---------- Document

This is fantastic advice and the OP would do well to listen to it. Seriously, do you own the rental property or does it own you? How would you feel if the property were to depreciate to the point where you had no (or negative) equity (no matter how unlikely that may seem)?


----------



## joe sod (7 Aug 2007)

I agree with the last postings, sell the rental property, no one knows how long the current situation is going to last, you are obviously not in a financial position to sit it out. Maybe in a few years time when when your financial situation improves you car re invest.


----------



## Brendan Burgess (7 Aug 2007)

I don't think that the three previous posts should be so categorical. 

Property is a long term investment and temporary cash-flow difficulties should not be given excessive weight. You can't just sell now and buy back again in two years when your temporary problems are over. The transaction costs alone would be around €35k. And that is without all the hassle of selling, getting rid of tenants, buying and finding new tenants. 

If you have 25 year mortgages, that means that you are paying off capital each month. So you are actually saving money, so your deficit is lower. 

If the rates are fixed for the next 10 months, you will have some penalty for paying off the mortgage early, so even if you do decide to sell, wait until the fix is up. 

Don't forget that your monthly repayments will probably increase when the fixed rate period expires. 

Run down the €10k savings over the next 6 months and then decide how you feel about it. As you will be approaching the end of the fix period, you will be free to move to another lender and so the banks will have to treat you better. 

Brendan


----------



## James123 (7 Aug 2007)

Thanks again for the replies. 
To be honest, I was a bit disheartened with the advice to sell up and take the profit.
If I sell the house now, there is absolutely no possibility of buying again in a few years time. 
If I sell it, then that's it - i.e. the end of my property speculation for the foreseeable future.

--------------------
---------- Listed records

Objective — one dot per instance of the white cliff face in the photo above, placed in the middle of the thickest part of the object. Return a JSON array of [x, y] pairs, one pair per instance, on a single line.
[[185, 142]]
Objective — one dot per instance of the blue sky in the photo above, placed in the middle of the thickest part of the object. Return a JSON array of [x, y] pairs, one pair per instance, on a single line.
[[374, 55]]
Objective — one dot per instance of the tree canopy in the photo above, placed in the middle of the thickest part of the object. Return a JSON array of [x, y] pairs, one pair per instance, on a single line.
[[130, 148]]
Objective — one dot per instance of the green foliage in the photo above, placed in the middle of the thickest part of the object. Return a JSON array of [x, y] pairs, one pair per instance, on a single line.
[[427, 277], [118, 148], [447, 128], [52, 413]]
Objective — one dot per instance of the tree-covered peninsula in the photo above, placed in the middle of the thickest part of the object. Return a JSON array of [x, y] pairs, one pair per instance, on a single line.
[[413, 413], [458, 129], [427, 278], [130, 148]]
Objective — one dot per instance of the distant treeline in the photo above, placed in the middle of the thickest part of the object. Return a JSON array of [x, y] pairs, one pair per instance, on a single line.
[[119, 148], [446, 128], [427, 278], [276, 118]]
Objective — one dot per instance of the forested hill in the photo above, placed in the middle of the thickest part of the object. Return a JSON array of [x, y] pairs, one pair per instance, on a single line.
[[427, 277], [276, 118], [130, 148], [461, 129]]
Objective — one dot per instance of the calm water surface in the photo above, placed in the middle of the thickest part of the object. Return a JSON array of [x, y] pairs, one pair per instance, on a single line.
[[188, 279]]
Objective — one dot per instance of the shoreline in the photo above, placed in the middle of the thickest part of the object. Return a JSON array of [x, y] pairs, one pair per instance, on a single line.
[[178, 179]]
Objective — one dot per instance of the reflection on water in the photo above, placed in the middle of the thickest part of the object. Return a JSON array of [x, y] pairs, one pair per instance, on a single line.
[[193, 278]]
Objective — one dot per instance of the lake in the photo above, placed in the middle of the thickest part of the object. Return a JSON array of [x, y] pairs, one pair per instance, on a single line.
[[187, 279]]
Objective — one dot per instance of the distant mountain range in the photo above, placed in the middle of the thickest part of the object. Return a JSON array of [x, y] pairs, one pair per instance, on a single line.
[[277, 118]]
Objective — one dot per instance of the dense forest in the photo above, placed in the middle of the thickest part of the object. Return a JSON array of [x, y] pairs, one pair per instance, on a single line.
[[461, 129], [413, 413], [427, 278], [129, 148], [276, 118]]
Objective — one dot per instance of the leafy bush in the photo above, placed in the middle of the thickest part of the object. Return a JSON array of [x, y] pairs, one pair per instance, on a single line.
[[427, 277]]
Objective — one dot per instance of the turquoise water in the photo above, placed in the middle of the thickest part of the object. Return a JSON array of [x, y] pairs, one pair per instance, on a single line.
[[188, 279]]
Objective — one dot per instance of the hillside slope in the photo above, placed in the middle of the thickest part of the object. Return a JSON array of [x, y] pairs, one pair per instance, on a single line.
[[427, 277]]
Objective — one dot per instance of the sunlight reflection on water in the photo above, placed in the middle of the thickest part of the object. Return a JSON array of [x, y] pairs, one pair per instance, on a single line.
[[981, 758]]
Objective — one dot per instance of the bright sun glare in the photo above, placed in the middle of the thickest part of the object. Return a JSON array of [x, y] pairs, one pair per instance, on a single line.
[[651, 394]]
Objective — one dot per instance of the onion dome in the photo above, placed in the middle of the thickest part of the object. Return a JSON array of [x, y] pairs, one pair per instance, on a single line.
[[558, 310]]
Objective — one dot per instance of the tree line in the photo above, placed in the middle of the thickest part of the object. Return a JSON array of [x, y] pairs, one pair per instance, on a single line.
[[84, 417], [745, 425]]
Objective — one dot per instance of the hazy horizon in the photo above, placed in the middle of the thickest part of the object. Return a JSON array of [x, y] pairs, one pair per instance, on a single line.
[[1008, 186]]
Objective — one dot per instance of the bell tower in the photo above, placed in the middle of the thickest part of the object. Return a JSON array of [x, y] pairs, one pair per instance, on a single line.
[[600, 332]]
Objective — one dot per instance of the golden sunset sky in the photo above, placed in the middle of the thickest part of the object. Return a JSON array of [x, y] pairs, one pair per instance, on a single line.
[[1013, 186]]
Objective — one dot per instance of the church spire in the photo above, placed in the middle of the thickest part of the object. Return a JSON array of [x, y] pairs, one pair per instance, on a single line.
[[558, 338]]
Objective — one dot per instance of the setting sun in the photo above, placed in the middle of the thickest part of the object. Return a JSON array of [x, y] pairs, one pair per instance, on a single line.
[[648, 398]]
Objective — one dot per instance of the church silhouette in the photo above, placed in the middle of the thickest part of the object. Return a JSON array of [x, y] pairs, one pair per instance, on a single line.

--------------------

Task A: In the rental property thread, what does Brendan Burgess say the transaction costs alone of selling now and buying back later would come to?
Task B: Lay out the records as a two-column CSV with the columns request and answer, one row per request. Begin at the start of the records and stop after the line that contains "[[130, 148]]". Put each value in a single quoted field, with line breaks replaced by spaces.
The thread and the records were taken from unrelated sources.

Worked solution A: Around €35k.

Worked solution B:
request,answer
"Objective — one dot per instance of the white cliff face in the photo above, placed in the middle of the thickest part of the object. Return a JSON array of [x, y] pairs, one pair per instance, on a single line.","[[185, 142]]"
"Objective — one dot per instance of the blue sky in the photo above, placed in the middle of the thickest part of the object. Return a JSON array of [x, y] pairs, one pair per instance, on a single line.","[[374, 55]]"
"Objective — one dot per instance of the tree canopy in the photo above, placed in the middle of the thickest part of the object. Return a JSON array of [x, y] pairs, one pair per instance, on a single line.","[[130, 148]]"